Start

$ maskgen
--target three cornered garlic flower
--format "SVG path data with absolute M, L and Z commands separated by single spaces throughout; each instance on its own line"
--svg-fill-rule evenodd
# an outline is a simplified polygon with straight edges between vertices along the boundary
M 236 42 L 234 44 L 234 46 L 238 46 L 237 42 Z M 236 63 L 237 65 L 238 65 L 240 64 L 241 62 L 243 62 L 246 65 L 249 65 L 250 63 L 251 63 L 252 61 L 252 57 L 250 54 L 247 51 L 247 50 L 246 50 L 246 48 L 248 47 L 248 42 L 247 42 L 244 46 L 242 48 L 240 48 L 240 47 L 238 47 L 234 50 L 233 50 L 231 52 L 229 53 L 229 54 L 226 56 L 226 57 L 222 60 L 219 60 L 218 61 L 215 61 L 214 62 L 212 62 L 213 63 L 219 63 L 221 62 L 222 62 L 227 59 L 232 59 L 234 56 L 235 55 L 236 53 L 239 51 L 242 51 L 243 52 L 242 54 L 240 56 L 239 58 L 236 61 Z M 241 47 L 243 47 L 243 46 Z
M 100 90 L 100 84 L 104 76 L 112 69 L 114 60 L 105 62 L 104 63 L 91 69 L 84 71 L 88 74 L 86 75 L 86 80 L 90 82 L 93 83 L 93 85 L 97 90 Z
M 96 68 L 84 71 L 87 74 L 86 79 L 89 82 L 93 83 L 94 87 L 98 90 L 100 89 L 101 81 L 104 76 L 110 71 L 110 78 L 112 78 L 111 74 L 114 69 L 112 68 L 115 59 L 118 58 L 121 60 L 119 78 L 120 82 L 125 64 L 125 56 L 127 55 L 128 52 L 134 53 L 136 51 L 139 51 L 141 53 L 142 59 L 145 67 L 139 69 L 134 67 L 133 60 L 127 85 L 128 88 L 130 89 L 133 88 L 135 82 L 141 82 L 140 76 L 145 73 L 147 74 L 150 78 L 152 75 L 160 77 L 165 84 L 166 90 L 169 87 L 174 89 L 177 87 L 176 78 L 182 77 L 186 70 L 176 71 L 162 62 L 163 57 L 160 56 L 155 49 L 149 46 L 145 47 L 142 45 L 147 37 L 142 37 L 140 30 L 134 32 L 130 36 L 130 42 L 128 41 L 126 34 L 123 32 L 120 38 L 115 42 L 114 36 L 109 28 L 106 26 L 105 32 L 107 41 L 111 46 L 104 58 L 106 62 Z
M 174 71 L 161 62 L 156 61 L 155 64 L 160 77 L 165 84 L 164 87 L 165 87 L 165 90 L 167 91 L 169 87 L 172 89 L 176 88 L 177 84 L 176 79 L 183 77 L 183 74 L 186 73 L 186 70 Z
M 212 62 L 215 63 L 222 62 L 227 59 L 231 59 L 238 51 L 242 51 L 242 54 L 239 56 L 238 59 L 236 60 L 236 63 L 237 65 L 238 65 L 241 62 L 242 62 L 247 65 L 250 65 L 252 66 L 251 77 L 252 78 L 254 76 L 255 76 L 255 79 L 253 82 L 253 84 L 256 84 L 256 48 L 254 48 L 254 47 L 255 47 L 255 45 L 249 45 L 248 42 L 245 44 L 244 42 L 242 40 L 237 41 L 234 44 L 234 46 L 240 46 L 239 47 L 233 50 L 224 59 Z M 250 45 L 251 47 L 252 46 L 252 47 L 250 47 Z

End

Please retype the material exactly, starting at its first line and ending at the line that contains "M 100 90 L 100", with both of those lines included.

$ maskgen
--target three cornered garlic flower
--format "SVG path data with absolute M, L and Z commands separated by single spaces throughout; each instance on its own line"
--svg-fill-rule evenodd
# an outline is a simplified polygon with straight edges between vertices along the boundary
M 236 42 L 234 44 L 234 46 L 238 46 L 237 42 Z M 236 63 L 237 65 L 238 65 L 240 64 L 241 62 L 243 62 L 246 65 L 249 65 L 250 63 L 251 63 L 252 61 L 252 57 L 250 54 L 247 51 L 247 50 L 246 50 L 246 48 L 248 47 L 248 42 L 247 42 L 244 46 L 242 48 L 240 48 L 240 47 L 238 47 L 234 50 L 233 50 L 231 52 L 229 53 L 229 54 L 226 56 L 226 57 L 222 60 L 219 60 L 218 61 L 215 61 L 214 62 L 212 62 L 213 63 L 219 63 L 221 62 L 222 62 L 227 59 L 232 59 L 234 56 L 235 55 L 236 53 L 239 51 L 242 51 L 243 52 L 242 54 L 240 56 L 239 58 L 236 61 Z M 241 47 L 243 47 L 243 46 Z
M 100 90 L 100 84 L 104 76 L 112 69 L 114 60 L 105 62 L 104 63 L 91 69 L 84 71 L 88 74 L 86 75 L 86 80 L 90 82 L 93 83 L 93 85 L 97 90 Z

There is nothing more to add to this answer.